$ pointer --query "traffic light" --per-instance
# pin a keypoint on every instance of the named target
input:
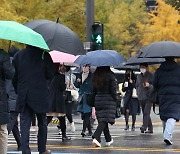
(97, 36)
(151, 4)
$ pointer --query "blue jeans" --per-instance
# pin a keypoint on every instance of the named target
(168, 127)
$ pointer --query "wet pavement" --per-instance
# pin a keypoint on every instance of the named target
(125, 142)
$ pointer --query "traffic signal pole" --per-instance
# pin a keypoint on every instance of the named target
(89, 21)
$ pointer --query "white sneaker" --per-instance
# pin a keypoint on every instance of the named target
(168, 142)
(33, 128)
(96, 143)
(109, 143)
(73, 128)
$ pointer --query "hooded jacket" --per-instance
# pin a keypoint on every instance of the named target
(167, 83)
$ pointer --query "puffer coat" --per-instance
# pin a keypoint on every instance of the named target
(6, 72)
(106, 100)
(167, 83)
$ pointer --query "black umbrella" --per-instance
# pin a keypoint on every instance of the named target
(161, 49)
(125, 67)
(134, 60)
(57, 36)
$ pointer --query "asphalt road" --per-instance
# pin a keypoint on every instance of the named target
(125, 142)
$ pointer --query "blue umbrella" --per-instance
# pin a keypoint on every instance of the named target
(101, 58)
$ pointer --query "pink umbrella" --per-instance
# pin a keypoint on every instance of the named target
(61, 57)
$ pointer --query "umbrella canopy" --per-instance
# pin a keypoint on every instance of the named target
(57, 36)
(125, 67)
(63, 58)
(134, 60)
(161, 49)
(11, 30)
(101, 58)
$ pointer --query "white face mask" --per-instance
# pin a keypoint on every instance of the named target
(85, 69)
(142, 70)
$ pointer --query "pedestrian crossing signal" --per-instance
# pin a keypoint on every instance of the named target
(97, 36)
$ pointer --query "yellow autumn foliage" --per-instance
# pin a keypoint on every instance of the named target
(164, 24)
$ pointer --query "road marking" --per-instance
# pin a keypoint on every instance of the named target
(107, 148)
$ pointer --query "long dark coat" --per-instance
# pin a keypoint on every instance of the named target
(33, 68)
(84, 89)
(130, 103)
(106, 100)
(167, 83)
(56, 88)
(6, 72)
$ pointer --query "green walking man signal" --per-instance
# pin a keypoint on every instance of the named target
(97, 36)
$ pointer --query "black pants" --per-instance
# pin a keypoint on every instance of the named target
(69, 111)
(146, 109)
(62, 122)
(86, 122)
(34, 120)
(25, 124)
(13, 126)
(102, 127)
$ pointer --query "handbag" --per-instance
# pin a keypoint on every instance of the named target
(134, 93)
(118, 112)
(90, 99)
(74, 94)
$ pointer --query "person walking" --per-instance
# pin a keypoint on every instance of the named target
(144, 86)
(57, 107)
(105, 92)
(167, 84)
(70, 78)
(84, 83)
(6, 72)
(131, 103)
(13, 122)
(33, 67)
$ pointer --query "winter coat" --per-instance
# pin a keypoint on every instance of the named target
(6, 72)
(84, 89)
(33, 67)
(106, 100)
(57, 87)
(130, 103)
(11, 93)
(144, 92)
(167, 83)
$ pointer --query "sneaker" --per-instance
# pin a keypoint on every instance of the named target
(96, 143)
(149, 132)
(127, 127)
(65, 138)
(109, 143)
(142, 129)
(59, 132)
(46, 152)
(168, 142)
(73, 128)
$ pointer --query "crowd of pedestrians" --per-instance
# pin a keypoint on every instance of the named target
(39, 88)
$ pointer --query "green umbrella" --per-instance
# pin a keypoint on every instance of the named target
(11, 30)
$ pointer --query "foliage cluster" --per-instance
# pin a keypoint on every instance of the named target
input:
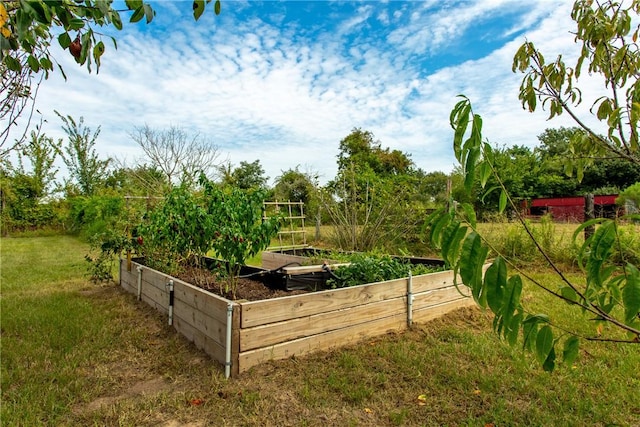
(369, 268)
(186, 226)
(611, 294)
(78, 356)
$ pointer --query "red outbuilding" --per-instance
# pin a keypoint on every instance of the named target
(571, 209)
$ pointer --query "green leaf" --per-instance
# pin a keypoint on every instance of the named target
(470, 214)
(137, 14)
(198, 8)
(451, 239)
(149, 13)
(133, 4)
(46, 64)
(550, 362)
(503, 201)
(569, 293)
(12, 63)
(64, 39)
(511, 301)
(33, 63)
(484, 170)
(495, 281)
(570, 352)
(631, 294)
(544, 343)
(529, 332)
(601, 247)
(437, 227)
(75, 24)
(116, 20)
(472, 258)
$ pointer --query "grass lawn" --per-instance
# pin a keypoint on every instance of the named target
(74, 353)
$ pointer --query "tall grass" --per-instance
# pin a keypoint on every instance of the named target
(77, 354)
(511, 240)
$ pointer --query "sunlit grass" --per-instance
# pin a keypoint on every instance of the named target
(76, 354)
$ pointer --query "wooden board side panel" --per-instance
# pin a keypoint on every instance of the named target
(201, 300)
(275, 333)
(327, 340)
(255, 313)
(435, 297)
(212, 328)
(202, 341)
(432, 281)
(433, 312)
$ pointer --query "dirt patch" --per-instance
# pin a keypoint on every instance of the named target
(153, 386)
(247, 289)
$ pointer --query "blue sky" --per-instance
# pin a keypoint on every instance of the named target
(284, 82)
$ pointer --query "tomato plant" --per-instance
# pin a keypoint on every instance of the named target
(240, 230)
(179, 231)
(366, 268)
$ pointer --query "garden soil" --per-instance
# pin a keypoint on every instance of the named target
(247, 289)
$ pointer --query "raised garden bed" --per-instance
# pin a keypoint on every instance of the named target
(242, 334)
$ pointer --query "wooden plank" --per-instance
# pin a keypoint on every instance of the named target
(255, 313)
(127, 281)
(153, 294)
(435, 311)
(274, 333)
(435, 297)
(212, 328)
(235, 341)
(206, 302)
(331, 339)
(431, 281)
(203, 342)
(311, 268)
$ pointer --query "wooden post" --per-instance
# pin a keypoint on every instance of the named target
(589, 213)
(318, 223)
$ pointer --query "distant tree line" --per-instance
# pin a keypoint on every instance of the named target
(377, 200)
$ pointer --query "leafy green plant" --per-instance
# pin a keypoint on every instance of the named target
(367, 268)
(611, 294)
(240, 229)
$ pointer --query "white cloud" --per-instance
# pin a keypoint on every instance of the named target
(287, 98)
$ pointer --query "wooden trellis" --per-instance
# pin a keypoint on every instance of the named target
(293, 234)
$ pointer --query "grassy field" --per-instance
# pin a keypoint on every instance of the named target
(74, 353)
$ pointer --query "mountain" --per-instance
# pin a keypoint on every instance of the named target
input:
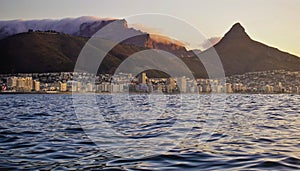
(87, 26)
(56, 52)
(37, 52)
(240, 54)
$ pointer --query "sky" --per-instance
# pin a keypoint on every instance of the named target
(273, 22)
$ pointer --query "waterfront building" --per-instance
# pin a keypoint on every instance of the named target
(62, 86)
(12, 82)
(182, 84)
(37, 85)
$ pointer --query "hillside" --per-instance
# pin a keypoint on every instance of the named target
(54, 52)
(240, 54)
(57, 52)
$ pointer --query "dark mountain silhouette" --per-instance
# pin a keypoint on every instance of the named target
(37, 52)
(240, 54)
(57, 52)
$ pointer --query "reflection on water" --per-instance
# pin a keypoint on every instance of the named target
(250, 132)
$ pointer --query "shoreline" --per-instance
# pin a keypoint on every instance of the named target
(135, 93)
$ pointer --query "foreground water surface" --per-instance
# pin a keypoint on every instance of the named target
(143, 132)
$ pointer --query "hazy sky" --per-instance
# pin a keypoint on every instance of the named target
(273, 22)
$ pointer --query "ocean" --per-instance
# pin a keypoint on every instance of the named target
(150, 132)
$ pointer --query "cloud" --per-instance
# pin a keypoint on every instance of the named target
(210, 42)
(157, 35)
(151, 30)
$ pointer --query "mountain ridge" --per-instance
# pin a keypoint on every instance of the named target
(55, 52)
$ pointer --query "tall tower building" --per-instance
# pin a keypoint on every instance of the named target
(142, 78)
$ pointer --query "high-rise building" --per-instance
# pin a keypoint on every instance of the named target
(37, 85)
(12, 82)
(182, 84)
(229, 88)
(142, 78)
(62, 86)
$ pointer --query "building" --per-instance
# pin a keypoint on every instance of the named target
(36, 85)
(142, 77)
(62, 86)
(229, 88)
(182, 84)
(12, 82)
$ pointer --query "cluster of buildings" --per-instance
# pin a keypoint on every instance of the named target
(256, 82)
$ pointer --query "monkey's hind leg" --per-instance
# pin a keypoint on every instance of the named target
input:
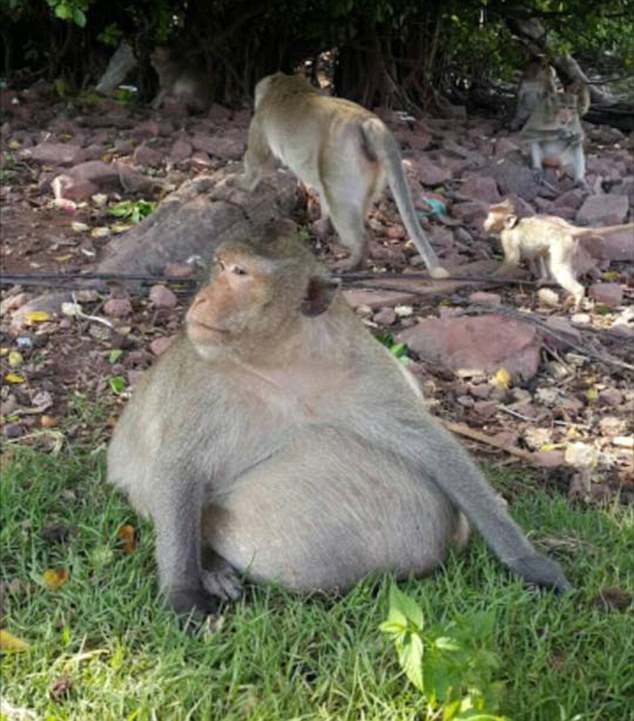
(562, 271)
(219, 578)
(347, 219)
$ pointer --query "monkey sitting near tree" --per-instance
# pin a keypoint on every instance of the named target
(343, 151)
(279, 434)
(537, 81)
(186, 85)
(548, 242)
(553, 132)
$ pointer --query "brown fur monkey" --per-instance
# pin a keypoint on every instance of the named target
(188, 86)
(279, 433)
(345, 152)
(545, 240)
(537, 81)
(553, 132)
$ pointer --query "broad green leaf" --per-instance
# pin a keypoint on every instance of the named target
(411, 659)
(118, 384)
(401, 602)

● **Short task**: Gather every line of the material above that contains the word "foliage". Match case exactly.

● **Result below**:
$ pointer --query "yellow autumn foliage" --per-instance
$ pointer --query "foliage cluster" --per-instance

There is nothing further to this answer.